>> BEGIN
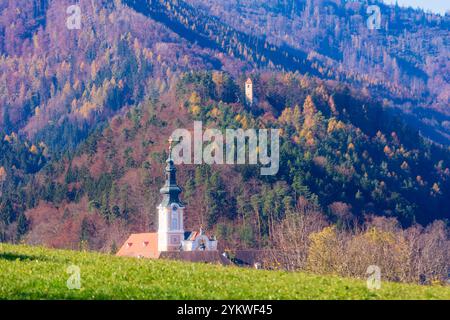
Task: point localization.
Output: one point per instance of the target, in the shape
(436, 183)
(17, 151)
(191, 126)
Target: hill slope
(37, 273)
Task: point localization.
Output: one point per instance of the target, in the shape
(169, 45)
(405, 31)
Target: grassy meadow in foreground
(39, 273)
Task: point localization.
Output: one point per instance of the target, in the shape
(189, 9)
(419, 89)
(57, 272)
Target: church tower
(249, 91)
(170, 210)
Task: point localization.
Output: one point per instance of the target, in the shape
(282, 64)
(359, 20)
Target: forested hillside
(85, 116)
(340, 152)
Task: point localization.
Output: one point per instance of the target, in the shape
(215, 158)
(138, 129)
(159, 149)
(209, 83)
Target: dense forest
(85, 116)
(339, 152)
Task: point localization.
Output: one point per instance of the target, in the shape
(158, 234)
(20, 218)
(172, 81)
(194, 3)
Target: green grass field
(38, 273)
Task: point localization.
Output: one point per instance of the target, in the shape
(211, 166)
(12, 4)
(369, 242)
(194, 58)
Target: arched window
(175, 220)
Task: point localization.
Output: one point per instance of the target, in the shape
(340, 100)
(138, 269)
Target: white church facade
(171, 235)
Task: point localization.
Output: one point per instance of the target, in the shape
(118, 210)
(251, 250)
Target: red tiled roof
(141, 245)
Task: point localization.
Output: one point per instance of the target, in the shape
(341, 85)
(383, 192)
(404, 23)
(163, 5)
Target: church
(172, 241)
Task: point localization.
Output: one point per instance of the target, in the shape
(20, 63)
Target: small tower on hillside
(170, 210)
(249, 91)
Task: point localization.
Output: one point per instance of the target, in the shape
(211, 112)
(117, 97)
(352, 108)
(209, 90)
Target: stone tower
(170, 210)
(249, 91)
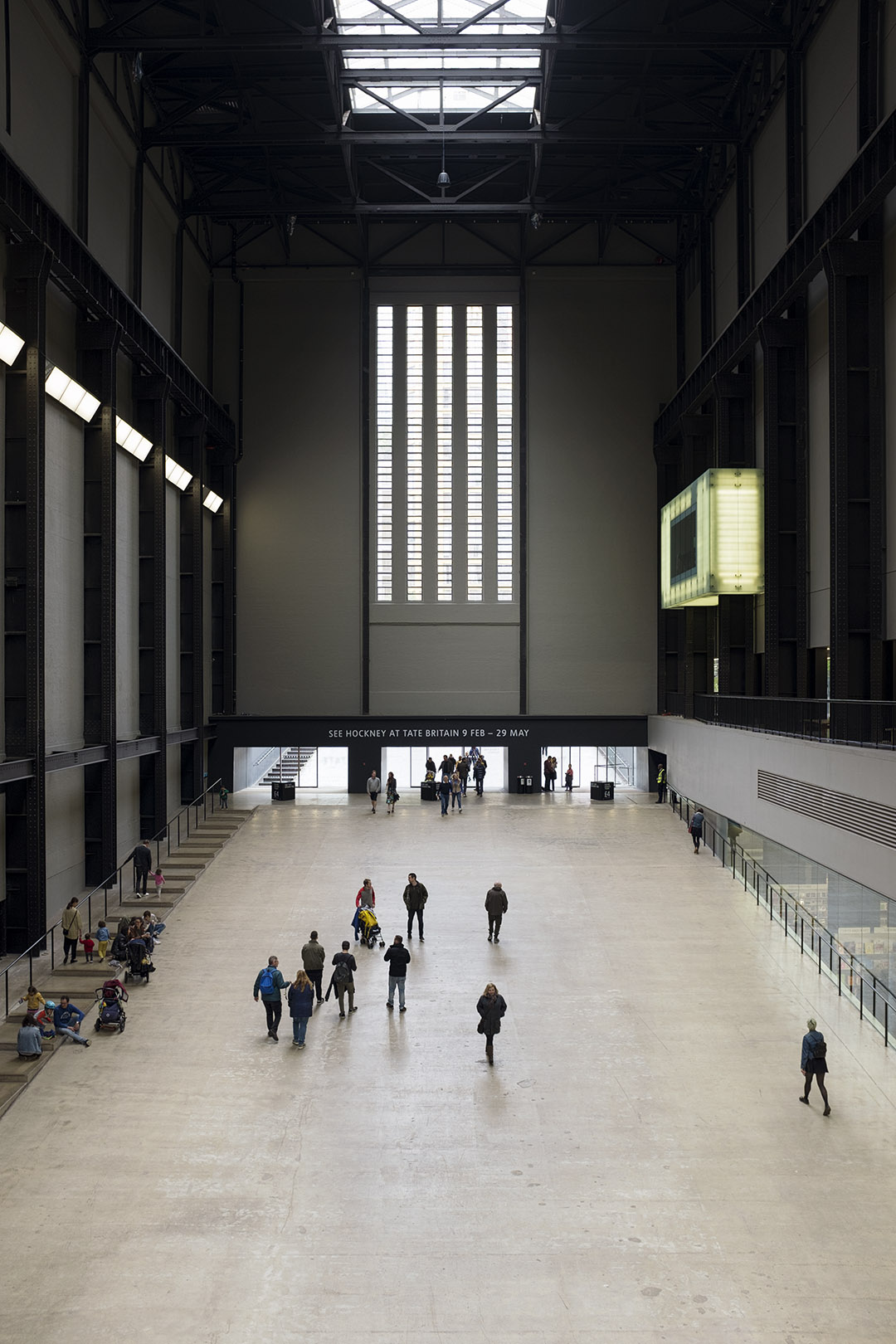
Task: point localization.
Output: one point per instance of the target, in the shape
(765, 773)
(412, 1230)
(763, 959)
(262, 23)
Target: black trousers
>> END
▶ **What is needed**
Extract every line of the entries above that contains the word "tower".

▶ **Answer for this exercise**
Target: church tower
Target: small tower on hillside
Target: stone tower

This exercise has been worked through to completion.